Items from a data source
• • •

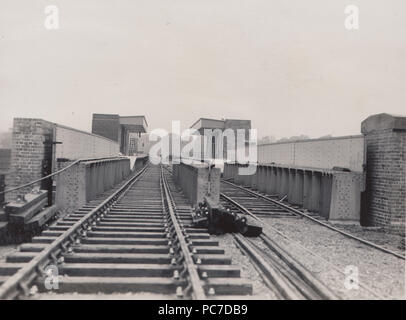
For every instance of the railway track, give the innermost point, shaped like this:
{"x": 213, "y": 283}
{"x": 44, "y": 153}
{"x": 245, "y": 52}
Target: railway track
{"x": 282, "y": 274}
{"x": 260, "y": 207}
{"x": 136, "y": 241}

• • •

_To do_: Please transcribe every line of the entries above word for word, leaving the pictures out of your answer.

_Written response_:
For every instance of the railway track, give the innermost point, shaped like this:
{"x": 213, "y": 283}
{"x": 44, "y": 153}
{"x": 245, "y": 52}
Target: railway track
{"x": 282, "y": 274}
{"x": 260, "y": 207}
{"x": 136, "y": 241}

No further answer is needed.